### Required action 1
In the text on sales and trial practice, what product does it say plaintiff trial lawyers have to sell?
### Required action 2
Duplicate the text on sales and trial practice from "In addition to" to "the following .".
### Required action 3
According to the text on sales and trial practice, framing alters how we do which things with events, objects and behaviors? List each one.

### Text shown
*** Begin section ***
In addition to these two basic qualities of a good salesperson,  there are a variety of  concepts  that  are also important to understand and apply. A few of these include the following .

One of the important  techniques used in sales  is framing  to influence thought . If one says “the glass is half empty” a pessimist has framed the fact of the class being only half full. Framing  alters how we will sort, categorize, associate and ultimately give meaning to events objects and behaviors. Another example might be a headline which reads  “FB I agents  surround cult leader’s compound ”  which creates  a  mental picture  vastly different from “FB I agents raid small Christian gathering of women and children.” Both headlines might be accurate but the associated internal images and feelings are different. Successful salespeople frame persuasive arguments by selecting words or images that are positive, negative or neutral in the minds of the audience.

This applies not only  to sales but to our work. All of us should be familiar with this concept in our work as plaintiff trial lawyers. Framing is so essential it can make the difference between success and failure. Identifying the essence of our case issues – those things that resonate with people at a deep value level – is a fundamental step in advocating our case. the next step is to frame them correctly. It can be a case of a doctor who accidently cut in the wrong place or the case of the doctor who was in a hurry during surgery. The perspective we give determines the impression we create.

The concept of mirroring  is well known in the sales field. Mirroring is the practice of  imitating or mimicking  the movements  speech and body language of  another person you are communicating with.  This process creates a sense of empathy  and common connection at an unconscious level with the other person,. It is accomplished by reflecting  back the same hand gestures, postures, rate and style of speech as the individual you are communicating with.  If done subtly and  with a delay of 2 to 4 seconds between  the  other person’s  action or movement  and your mirroring,  it has an unconscious impact on the other individual, creating a sense of bonding or empathy. It is the same idea  as that of finding similarities with the other person and pointing them out. It’s finding out you both belong to the same fraternal organization  or to  the same political party  or like the same  things.  We like people who are  like ourselves.

The practice of mirroring widely discussed in  Neural Linguistic Programming  as a way to create quicker bonds with other people. It has application not merely in sales as a way to motivate buying, but applies to us in our everyday live dealing with other people. It has application to trial lawyers regarding their clients, interviewing people and in our trials, particularly jury selection.

Another concept that applies to sales is  the expectations people have  of us based upon how they picture our role or who we are. They expect their physician  to be wearing a white coat with a stethoscope around his or her neck  or the  military person to be in a uniform. In sales people have a idea about how a credible and trustworthy sales person should dress and act.  We need to be consistent with their expectations unless we are trying to be disruptive  or make a point. That means as  trial lawyers we should dress and act like people who are authoritative as well as professional. We need to talk and act like people who are credible and trustworthy. We  need to meet the expectations people have professionals who are honest and trustworthy. We need to be congruent with their expectations.

Most of these are totally obvious and well known to you and all of us who are in the plaintiff’s trial practice. The reason I have presented them is because I think we can forget that we are really professional sales people who have a product to sell. The product is justice for our clients. Certainly we are bound by a code of professional conduct that those in sales are not bound by, but we still can learn from the basic rules of persuasion and those in the sales field.
*** End section ***
### Record set
*** Begin section ***
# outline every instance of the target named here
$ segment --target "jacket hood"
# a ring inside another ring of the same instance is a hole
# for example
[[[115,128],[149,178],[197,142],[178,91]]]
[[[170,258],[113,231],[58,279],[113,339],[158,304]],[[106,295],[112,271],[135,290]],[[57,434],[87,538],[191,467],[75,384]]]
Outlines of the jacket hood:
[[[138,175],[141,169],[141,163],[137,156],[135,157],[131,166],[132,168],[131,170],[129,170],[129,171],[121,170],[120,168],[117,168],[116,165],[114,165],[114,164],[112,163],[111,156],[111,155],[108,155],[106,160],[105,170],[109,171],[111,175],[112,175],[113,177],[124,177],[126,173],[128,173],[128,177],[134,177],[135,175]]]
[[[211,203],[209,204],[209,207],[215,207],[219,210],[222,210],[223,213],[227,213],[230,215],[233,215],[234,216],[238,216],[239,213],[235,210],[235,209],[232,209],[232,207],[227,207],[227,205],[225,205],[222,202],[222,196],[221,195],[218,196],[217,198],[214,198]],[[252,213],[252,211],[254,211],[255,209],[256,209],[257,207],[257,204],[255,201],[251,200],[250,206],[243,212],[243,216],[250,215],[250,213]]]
*** End section ***
### Exercise response 1
Justice for their clients.

### Exercise response 2
In addition to these two basic qualities of a good salesperson,  there are a variety of  concepts  that  are also important to understand and apply. A few of these include the following .

### Exercise response 3
- Sort
- Categorize
- Associate
- Give meaning